• _Problem requirements_: Below are some records; reproduce every one of them exactly.

Dataset entries
┄┄┄┄┄┄┄┄┄┄┄┄┄┄┄┄┄┄┄┄
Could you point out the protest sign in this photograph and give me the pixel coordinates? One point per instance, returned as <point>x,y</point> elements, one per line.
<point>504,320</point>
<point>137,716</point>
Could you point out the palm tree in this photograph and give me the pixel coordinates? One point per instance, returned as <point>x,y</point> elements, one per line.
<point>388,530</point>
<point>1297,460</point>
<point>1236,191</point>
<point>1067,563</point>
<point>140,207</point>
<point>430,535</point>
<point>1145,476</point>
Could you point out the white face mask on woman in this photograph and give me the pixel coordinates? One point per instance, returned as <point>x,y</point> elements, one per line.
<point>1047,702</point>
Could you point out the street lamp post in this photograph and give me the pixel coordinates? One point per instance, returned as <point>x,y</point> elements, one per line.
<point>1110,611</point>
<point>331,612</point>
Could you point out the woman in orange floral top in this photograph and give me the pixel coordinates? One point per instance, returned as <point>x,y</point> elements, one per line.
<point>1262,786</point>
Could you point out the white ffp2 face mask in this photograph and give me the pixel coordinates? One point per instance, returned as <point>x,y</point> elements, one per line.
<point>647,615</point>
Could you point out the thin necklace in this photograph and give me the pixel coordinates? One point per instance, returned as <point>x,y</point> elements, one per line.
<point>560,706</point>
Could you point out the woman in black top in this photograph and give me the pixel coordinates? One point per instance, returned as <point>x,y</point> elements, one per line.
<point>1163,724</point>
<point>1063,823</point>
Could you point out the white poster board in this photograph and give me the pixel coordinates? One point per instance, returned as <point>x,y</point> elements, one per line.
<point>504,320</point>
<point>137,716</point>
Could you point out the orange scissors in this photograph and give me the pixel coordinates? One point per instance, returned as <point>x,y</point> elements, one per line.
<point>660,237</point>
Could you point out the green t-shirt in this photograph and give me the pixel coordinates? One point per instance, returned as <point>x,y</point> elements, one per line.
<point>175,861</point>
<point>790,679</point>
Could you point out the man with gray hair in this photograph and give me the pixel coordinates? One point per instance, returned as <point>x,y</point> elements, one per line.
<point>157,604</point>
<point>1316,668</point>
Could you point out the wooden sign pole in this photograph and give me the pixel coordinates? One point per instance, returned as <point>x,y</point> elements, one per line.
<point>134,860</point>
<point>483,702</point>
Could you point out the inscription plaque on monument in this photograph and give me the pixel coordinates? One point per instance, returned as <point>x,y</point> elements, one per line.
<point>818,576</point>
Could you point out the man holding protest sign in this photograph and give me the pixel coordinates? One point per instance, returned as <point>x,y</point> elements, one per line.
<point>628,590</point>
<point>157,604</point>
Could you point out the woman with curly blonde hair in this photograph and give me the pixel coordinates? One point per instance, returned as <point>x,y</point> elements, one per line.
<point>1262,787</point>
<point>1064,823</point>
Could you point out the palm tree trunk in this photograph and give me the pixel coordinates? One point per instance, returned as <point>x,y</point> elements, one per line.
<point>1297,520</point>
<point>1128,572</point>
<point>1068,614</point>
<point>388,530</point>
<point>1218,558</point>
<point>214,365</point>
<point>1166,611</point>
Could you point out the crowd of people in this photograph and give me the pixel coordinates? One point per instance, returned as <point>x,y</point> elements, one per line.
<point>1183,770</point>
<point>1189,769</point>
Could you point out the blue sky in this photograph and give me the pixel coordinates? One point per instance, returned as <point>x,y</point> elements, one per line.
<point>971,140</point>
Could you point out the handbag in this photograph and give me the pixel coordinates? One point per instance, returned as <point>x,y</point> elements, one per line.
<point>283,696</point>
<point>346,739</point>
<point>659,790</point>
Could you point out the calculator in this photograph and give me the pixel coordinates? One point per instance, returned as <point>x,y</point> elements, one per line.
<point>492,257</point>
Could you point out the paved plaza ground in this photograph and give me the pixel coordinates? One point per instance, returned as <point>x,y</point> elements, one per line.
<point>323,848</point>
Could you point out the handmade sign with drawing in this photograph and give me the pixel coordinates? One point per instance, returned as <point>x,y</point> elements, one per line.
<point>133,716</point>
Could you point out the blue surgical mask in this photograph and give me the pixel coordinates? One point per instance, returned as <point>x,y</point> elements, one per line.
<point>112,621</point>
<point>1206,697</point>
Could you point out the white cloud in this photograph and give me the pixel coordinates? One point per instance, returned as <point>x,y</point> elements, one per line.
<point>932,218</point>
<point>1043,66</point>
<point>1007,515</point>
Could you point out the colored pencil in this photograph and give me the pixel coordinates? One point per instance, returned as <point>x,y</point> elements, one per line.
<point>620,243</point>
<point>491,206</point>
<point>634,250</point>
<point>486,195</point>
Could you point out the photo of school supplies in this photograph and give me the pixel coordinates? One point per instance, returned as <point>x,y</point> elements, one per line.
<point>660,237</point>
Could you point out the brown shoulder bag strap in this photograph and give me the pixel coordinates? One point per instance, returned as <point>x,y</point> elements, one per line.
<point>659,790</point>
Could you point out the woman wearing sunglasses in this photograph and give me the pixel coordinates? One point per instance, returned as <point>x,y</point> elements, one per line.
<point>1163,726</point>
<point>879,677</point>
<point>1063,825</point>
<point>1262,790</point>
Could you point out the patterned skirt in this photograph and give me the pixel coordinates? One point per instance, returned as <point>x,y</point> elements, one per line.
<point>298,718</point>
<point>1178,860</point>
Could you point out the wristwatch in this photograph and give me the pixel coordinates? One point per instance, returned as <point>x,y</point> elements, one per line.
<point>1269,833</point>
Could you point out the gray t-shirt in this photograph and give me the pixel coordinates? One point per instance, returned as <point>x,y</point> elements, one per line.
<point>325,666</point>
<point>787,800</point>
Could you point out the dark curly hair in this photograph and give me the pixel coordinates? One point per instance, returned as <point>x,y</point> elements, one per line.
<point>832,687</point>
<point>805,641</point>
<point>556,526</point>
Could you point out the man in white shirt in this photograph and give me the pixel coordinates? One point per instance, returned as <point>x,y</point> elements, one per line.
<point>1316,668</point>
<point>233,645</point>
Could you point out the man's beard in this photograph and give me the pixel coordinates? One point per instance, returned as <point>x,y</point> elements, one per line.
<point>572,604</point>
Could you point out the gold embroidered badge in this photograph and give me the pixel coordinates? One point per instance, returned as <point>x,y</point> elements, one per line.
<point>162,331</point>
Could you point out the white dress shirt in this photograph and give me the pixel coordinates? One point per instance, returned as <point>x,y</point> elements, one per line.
┄┄┄┄┄┄┄┄┄┄┄┄┄┄┄┄┄┄┄┄
• _Answer for the task_:
Could you point out the protest sign in this photograph and give me the pixel coordinates? One point per instance, returned as <point>x,y</point> elements, one per line.
<point>504,320</point>
<point>137,716</point>
Could you point out the palm tree in this photograph and give me the pixel coordinates? One point per instance, returned as <point>x,y</point> elements, one per line.
<point>388,530</point>
<point>1297,460</point>
<point>1236,191</point>
<point>1067,563</point>
<point>140,207</point>
<point>430,535</point>
<point>1145,476</point>
Could you point out the white face mask on woman in this photograph and give me the pixel coordinates? One point per instance, returned as <point>x,y</point> elements, one per line.
<point>1047,702</point>
Could you point out the street lamp post in this photograph and give me the pixel coordinates? One point per instance, returned as <point>x,y</point> elements, one per line.
<point>1110,611</point>
<point>331,612</point>
Could you point out the woman in orange floral top in this photograph and give me the pixel coordinates? One point per instance, returned as <point>x,y</point> elements, one per line.
<point>1262,786</point>
Could you point out the white ffp2 face mask in this photograph and give me the pixel coordinates? One point per instance, returned as <point>x,y</point> elements, one per line.
<point>647,615</point>
Could you point out the thin necklace in this photograph and give me the pixel coordinates? One point per instance, returned as <point>x,y</point> elements, one per line.
<point>560,706</point>
Could you point out the woman in black top in this photograph and give me the pixel coordinates? One point per instance, returned as <point>x,y</point> elements, one per line.
<point>1163,724</point>
<point>1063,823</point>
Could you point out the white poster board in this photograph and give me the pixel coordinates? One point per instance, returned as <point>x,y</point> elements, one per line.
<point>504,320</point>
<point>137,716</point>
Could you point out the orange scissors in this photograph and give me the pixel coordinates? One point per instance, returned as <point>x,y</point> elements, one per line.
<point>660,237</point>
Could you point out the green t-shirt in this photograph and give me the pixel coordinates? One point per instance, returned as <point>x,y</point> elements, one per line.
<point>175,861</point>
<point>790,679</point>
Could you point out the man with gray hair in this photograph and give me the pixel coordinates? One point per instance, returned as <point>x,y</point> elements, one per line.
<point>157,604</point>
<point>1316,668</point>
Could you point out the wooden sign pole in this photograph and give me the pixel coordinates? One point per instance, returned as <point>x,y</point> elements, one per line.
<point>134,860</point>
<point>483,702</point>
Could you point out the inscription plaque on monument in this photograph and give me the pixel coordinates? One point per instance, returned as <point>x,y</point> elements, one per line.
<point>818,576</point>
Could you point out the man holding protest sign in this photograph and give me the pixel coordinates? One point per instance, returned as <point>x,y</point> elements, one per line.
<point>628,590</point>
<point>157,604</point>
Could you point out the woman with curly blonde hair in this photograph and give me the pixel coordinates? One point per instance, returned as <point>x,y</point> elements, one per line.
<point>1262,787</point>
<point>1064,823</point>
Could you point out the palm tree trunk in this photograph and give me the pixel coordinates? One point per instance, returned as <point>x,y</point> elements, one per line.
<point>1297,520</point>
<point>1128,572</point>
<point>1068,614</point>
<point>388,530</point>
<point>1218,558</point>
<point>214,365</point>
<point>1166,611</point>
Could you point out the crowd of people in this photograph and give me the pixel coordinates? One point per instance, returned as <point>x,y</point> elements, one per line.
<point>1183,770</point>
<point>1189,769</point>
Could you point out the blue sky in this photograph and give me the pixel coordinates? One point per instance, returned as <point>x,y</point> elements, one per line.
<point>971,140</point>
Could you point out the handbag in this photograph and give me the pixel coordinates? One point per instance, returned as <point>x,y</point> elements, one per line.
<point>283,696</point>
<point>346,739</point>
<point>659,790</point>
Could you point out the calculator in this photograph and give me the pixel coordinates? One point per instance, returned as <point>x,y</point> elements, one per line.
<point>492,257</point>
Could you point out the paved plaza ground in this photograph and give me the pixel coordinates? One point per instance, returned as <point>x,y</point> elements, one per line.
<point>323,848</point>
Could you point out the handmade sign with drawing in this photograph and give me the pixel coordinates? One point per instance, returned as <point>x,y</point> elements, one per line.
<point>133,716</point>
Could you point out the blue surgical mask in this photograph and give me the pixel coordinates? One point per instance, returned as <point>x,y</point> elements, one per line.
<point>112,621</point>
<point>1206,697</point>
Could you point out the white cloud in this photograph and give me the pixel coordinates? One point per instance, returned as <point>x,y</point> elements, one per line.
<point>932,218</point>
<point>1043,66</point>
<point>1007,515</point>
Could you point out the colored pencil in this photograph and give me the pixel coordinates? One point per instance, returned as <point>x,y</point> elements, one per line.
<point>620,243</point>
<point>491,206</point>
<point>634,250</point>
<point>486,195</point>
Could you point out the photo of school supplies in this photograph and give me the pixel coordinates? One point per instance, returned as <point>x,y</point> elements, one per line.
<point>660,237</point>
Could you point out the brown shoulder bag strap in this photograph and give me the pixel coordinates? One point per instance, returned as <point>x,y</point> elements, one per line.
<point>659,790</point>
Could you point out the woman wearing sunglasses in this photograph and give me the pixel coordinates? One point per instance, returned as <point>x,y</point> elements, one per line.
<point>1163,726</point>
<point>879,677</point>
<point>1063,825</point>
<point>1262,790</point>
Could you point out the patterned skirt in this photograph and give me the pixel coordinates? One point per instance, returned as <point>x,y</point> elements, one per line.
<point>298,718</point>
<point>1178,860</point>
Could you point out the wristwatch in this photograph and give me the pixel coordinates? One point per instance, returned as <point>x,y</point> elements, one per line.
<point>1269,833</point>
Could you point out the gray t-shirt in this photograph and give me the pixel coordinates? One point per instance, returned as <point>x,y</point> elements, one per line.
<point>325,666</point>
<point>787,800</point>
Could you point out the dark curly hair in this photograph and give me the pixel coordinates? One point per instance, returned as <point>x,y</point> elements, one per line.
<point>832,687</point>
<point>805,641</point>
<point>556,526</point>
Could you point out the man in white shirt in this photograph and give me the pixel coordinates? One point per instance, returned as <point>x,y</point> elements, one per line.
<point>1316,668</point>
<point>233,645</point>
Could you point out the man's beard in this photograph and give me the pixel coordinates? One point per instance, returned as <point>x,y</point> elements, one per line.
<point>572,604</point>
Could you point out the gold embroidered badge in this photograph and give me the pixel coordinates? One point per instance, returned as <point>x,y</point> elements, one per line.
<point>162,331</point>
Could you point out the white dress shirt in this photograph and give me the pixel coordinates? One point per instance, returned as <point>x,y</point> elements, one per line.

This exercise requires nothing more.